(Beginning of Records provided)

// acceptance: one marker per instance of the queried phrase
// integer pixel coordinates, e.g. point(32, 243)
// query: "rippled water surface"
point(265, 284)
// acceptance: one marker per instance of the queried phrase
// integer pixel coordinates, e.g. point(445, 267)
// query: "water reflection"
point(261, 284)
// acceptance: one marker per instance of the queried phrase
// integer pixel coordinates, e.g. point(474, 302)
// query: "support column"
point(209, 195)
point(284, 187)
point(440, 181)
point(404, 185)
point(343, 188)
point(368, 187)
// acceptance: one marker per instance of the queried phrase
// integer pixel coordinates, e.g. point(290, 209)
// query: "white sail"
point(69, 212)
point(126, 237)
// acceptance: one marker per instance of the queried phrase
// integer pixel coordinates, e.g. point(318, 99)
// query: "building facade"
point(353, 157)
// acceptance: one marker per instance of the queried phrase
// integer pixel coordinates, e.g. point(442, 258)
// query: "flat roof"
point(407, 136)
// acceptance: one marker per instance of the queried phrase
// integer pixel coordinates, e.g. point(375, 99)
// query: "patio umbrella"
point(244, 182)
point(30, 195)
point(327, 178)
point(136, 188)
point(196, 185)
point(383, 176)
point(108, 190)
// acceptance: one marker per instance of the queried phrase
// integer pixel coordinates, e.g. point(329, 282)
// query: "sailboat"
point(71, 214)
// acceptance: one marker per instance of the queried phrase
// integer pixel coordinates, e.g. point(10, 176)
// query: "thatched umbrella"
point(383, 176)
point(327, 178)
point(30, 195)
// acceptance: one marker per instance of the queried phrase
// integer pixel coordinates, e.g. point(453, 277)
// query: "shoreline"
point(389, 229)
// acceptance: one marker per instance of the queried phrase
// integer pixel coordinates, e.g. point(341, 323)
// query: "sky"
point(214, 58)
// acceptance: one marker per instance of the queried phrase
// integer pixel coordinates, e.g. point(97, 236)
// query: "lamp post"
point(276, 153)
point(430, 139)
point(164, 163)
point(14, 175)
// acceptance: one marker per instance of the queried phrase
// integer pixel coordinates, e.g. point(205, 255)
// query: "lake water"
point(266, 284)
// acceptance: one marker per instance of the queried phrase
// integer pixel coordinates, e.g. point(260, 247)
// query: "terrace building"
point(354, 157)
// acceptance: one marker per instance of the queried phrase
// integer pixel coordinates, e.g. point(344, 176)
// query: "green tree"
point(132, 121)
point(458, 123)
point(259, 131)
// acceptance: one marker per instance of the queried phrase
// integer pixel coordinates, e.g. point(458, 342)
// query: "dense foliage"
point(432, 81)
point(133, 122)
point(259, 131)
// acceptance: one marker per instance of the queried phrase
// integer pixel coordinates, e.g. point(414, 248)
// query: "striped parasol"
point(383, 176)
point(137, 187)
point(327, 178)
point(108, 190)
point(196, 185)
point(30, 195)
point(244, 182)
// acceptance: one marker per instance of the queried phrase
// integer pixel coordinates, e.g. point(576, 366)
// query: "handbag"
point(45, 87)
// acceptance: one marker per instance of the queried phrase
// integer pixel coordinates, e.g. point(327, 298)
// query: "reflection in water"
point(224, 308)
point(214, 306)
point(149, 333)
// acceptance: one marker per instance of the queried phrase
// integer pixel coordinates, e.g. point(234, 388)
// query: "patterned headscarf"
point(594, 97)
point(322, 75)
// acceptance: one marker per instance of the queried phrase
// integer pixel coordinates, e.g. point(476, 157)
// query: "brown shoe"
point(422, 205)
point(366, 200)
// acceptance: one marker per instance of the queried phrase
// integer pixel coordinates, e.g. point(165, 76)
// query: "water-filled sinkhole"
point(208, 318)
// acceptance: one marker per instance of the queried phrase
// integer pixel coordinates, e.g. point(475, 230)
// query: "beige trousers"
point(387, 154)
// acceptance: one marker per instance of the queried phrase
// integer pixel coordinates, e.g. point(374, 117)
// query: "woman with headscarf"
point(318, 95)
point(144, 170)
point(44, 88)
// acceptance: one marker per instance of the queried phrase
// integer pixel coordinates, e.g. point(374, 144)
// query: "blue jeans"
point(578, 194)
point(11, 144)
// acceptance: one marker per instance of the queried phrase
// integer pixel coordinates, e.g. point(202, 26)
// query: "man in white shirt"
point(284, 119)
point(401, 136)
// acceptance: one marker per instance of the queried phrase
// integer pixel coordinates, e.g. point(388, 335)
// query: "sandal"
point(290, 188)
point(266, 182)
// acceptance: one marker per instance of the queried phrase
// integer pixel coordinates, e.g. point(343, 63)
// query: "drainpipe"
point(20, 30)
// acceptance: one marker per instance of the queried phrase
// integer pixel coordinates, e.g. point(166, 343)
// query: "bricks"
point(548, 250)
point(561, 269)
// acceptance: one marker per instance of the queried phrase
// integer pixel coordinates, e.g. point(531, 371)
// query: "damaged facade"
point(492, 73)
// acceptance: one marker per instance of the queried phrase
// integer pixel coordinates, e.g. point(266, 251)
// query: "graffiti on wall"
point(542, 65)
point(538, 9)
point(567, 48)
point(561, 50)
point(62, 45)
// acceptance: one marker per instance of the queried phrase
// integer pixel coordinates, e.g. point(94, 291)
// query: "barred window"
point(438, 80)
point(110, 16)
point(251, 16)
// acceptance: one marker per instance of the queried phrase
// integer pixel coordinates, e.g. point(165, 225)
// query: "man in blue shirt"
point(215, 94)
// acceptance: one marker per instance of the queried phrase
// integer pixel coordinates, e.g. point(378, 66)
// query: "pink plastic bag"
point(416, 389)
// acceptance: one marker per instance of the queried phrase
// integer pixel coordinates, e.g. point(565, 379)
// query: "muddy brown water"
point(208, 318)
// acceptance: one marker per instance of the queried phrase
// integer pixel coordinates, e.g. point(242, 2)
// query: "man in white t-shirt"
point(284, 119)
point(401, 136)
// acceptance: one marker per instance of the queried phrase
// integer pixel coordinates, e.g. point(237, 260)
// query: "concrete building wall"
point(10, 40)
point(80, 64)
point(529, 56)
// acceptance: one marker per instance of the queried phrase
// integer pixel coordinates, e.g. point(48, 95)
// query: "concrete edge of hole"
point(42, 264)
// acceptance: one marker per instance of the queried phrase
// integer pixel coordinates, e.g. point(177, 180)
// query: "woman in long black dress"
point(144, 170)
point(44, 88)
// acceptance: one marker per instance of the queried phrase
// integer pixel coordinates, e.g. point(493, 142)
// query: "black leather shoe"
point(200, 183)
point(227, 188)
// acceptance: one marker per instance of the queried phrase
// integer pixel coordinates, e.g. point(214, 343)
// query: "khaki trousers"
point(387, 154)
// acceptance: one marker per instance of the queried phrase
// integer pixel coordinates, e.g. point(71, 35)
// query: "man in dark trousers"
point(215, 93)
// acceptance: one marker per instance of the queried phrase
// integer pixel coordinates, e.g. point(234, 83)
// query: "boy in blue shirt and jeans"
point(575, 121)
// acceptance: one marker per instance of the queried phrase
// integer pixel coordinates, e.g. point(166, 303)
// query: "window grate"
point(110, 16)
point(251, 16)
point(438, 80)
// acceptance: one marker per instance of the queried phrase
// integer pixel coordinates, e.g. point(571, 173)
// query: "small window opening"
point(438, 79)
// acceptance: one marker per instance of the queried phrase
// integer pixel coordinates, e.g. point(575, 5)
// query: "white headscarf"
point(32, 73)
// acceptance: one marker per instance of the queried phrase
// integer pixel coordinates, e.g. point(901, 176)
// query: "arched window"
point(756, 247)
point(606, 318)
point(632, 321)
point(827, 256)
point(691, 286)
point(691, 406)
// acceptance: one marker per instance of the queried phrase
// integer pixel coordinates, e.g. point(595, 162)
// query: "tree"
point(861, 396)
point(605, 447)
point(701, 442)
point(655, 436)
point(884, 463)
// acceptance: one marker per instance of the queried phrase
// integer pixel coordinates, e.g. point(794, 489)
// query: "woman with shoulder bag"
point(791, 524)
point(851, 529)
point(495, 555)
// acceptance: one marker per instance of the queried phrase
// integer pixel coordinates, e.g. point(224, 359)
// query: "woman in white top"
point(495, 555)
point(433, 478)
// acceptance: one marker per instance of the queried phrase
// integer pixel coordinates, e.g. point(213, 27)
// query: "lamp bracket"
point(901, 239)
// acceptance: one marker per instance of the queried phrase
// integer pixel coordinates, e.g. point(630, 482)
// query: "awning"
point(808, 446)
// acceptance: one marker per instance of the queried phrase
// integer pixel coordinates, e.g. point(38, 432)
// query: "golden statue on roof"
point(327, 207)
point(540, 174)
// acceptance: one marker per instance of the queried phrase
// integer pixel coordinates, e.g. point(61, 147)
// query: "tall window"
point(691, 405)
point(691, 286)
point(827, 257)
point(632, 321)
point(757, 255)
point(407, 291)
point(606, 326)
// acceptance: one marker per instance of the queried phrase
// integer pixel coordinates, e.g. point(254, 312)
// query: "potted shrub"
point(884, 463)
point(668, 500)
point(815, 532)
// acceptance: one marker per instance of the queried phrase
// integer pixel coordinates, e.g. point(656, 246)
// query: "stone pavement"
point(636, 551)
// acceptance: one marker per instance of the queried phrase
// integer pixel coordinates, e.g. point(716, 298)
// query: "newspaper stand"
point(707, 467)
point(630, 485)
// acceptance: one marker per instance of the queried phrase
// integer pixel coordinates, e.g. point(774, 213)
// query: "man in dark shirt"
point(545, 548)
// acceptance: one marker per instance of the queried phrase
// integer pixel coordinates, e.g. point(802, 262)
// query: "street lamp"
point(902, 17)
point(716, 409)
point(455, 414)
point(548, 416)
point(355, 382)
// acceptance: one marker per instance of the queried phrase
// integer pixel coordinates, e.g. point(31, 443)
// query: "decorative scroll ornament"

(End of Records provided)

§ **Exercise**
Copy out only the lines running from the beginning of the data to the line with "e.g. point(474, 302)", both ends included.

§ **Answer to this task**
// acceptance: one marker per instance of the queried phrase
// integer pixel coordinates, e.g. point(32, 243)
// query: "rippled water surface"
point(265, 284)
// acceptance: one marker per instance of the queried phrase
// integer pixel coordinates, e.g. point(445, 267)
// query: "water reflection"
point(261, 284)
// acceptance: one marker per instance of the queried phrase
// integer pixel coordinates, e.g. point(474, 302)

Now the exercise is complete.